Таким образом, коммунизм в советской России предстает как грандиозная попытка преодоления тех циви-лизационных разрывов, которые донимали эту огромную страну на протяжении веков:
природно-языческое начало провозглашалось первичным в “материалистической философии” для того, чтобы устранить как “иллюзии” и “предрассудки” всех прежних форм религиозности и создать культ производства, подчинив его сверхсоциальному и сверхличностному принципу “общей справедливости”. Материализм тем самым избавлялся от “буржуазности”, от привязанности к благосостоянию, вещизму и приобретал внеличностное содержание;
— обретение свободы состоит в “признании необходимости” и самоотверженном подчинении деятельности человека сверхпрограмме, воплощающей такую необходимость;
— государство воплощает в себе осознанную общественную необходимость и укрепляется в ожидании периода, когда оно “постепенно отомрет”;
— конечное спасение должно наступить в скором будущем, когда “наступит коммунизм”, и ради этого можно принять все текущие ограничения;
— отменяются, изживаются или ослабляются все ограниченные, локальные формы бытия — семейные, плановые, территориальные, национальные, религиозные — в пользу “интернационализма”, объединяющего всех “трудящихся” на классовой основе.

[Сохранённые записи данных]
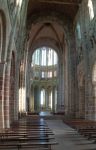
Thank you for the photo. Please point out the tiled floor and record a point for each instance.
(68, 138)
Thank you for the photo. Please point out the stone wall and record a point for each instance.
(85, 33)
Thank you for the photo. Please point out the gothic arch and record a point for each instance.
(2, 36)
(81, 88)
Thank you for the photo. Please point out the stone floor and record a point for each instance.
(68, 138)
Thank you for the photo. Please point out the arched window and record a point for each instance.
(1, 36)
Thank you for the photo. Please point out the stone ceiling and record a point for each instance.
(47, 32)
(68, 7)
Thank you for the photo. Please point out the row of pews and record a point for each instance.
(87, 128)
(27, 133)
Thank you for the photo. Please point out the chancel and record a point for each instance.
(47, 74)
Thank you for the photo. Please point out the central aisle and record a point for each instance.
(68, 138)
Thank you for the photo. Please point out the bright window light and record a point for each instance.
(91, 11)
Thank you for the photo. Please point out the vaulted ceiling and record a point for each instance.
(49, 32)
(67, 7)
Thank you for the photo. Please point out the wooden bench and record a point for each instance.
(19, 145)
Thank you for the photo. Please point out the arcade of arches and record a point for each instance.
(47, 58)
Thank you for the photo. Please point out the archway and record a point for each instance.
(44, 77)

Задания:
1. В чём, согласно фрагменту о коммунизме в советской России, состоит обретение свободы?
2. Продолжите фрагмент о коммунизме в советской России после его последнего предложения.

Ответы:
1. В «признании необходимости» и самоотверженном подчинении деятельности человека сверхпрограмме, воплощающей такую необходимость.

2.
Интенсивная идеологическая обработка широких слоев населения в сочетании с массированным соцреализмом в художественной культуре должна была быстрыми темпами стереть существенные различия между национальными группами, сведя эти различия к “форме” с единым содержанием.
Структура советской социокультурной жизни складывалась по принципам, присущим внезападным цивилизациям. Как и водится, в ее основе было три компонента:
а) сакрализованные фигуры Учителя и Основателя (Основоположника); б) сакрализованное учение,сопровождаемое огромными комментариями, интерпретацией, догматикой, чтобы связать с ним мировоззрение общества и основные сферы духовной регуляции; в) партия как институт, выступающий организатором и вдохновителем всей идеологической жизни, а через нее подчиняющий себе в той или иной степени функционирование других сфер.
Эта основа держала на себе всеобъемлющую систему духовного производства, утверждающую единообразную культуру и не только в мирвоззрении, но и в образе жизни, языке, нормах поведения, желательных ценностях и перспективных идеалах. Все это воплощалось в крупномасштабной системе идеологического воспитания, образования, культуры соцреализма, насаждалось через массовую культуру.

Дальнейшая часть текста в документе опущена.